Source material »

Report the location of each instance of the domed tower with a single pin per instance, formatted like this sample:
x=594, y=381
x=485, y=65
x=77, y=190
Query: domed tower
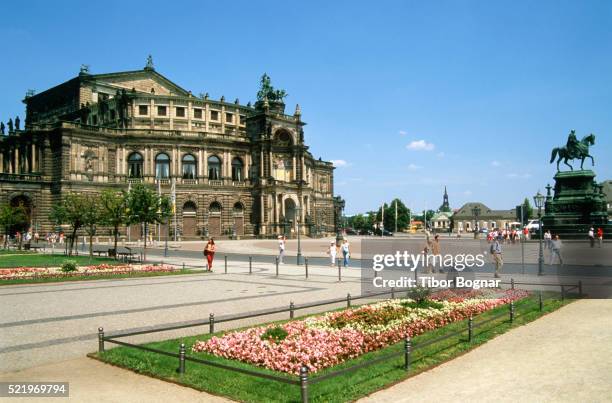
x=287, y=179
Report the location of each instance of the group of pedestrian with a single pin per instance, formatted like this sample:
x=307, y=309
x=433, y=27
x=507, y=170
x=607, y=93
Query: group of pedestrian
x=333, y=249
x=506, y=235
x=593, y=234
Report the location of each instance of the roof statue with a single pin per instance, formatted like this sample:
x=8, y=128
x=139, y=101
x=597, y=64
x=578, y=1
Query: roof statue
x=149, y=65
x=267, y=91
x=573, y=150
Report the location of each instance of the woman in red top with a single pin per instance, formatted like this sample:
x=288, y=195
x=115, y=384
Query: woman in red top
x=209, y=252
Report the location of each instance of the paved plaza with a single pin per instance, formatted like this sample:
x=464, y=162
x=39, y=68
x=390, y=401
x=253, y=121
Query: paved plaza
x=47, y=329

Task to carry out »
What is needed is an exact copy of all the entries above, minus the pictures.

Solution to this exercise »
Report the location of each instance of the domed tower with a single pin per instance, formatted like this sample:
x=594, y=381
x=485, y=65
x=77, y=190
Query: domed tower
x=287, y=179
Report the location of each instance of the group of pedestrian with a single pin per instance, formatted like this sample:
x=307, y=309
x=433, y=27
x=507, y=170
x=607, y=93
Query: group of pedestrian
x=333, y=249
x=506, y=235
x=593, y=234
Report the location of each instance of the roof statue with a single pin per instance, formatted like this sample:
x=8, y=128
x=139, y=101
x=597, y=64
x=578, y=1
Query: roof statue
x=149, y=65
x=267, y=91
x=573, y=150
Report the location of each instance of the woman in red top with a single pin per instance, formatted like this sample:
x=288, y=195
x=115, y=384
Query: woman in red top
x=209, y=252
Report the location of each instance of the paved plaza with a single pin per instance, formatted like this sample:
x=464, y=162
x=39, y=68
x=390, y=401
x=253, y=121
Query: paved plaza
x=47, y=329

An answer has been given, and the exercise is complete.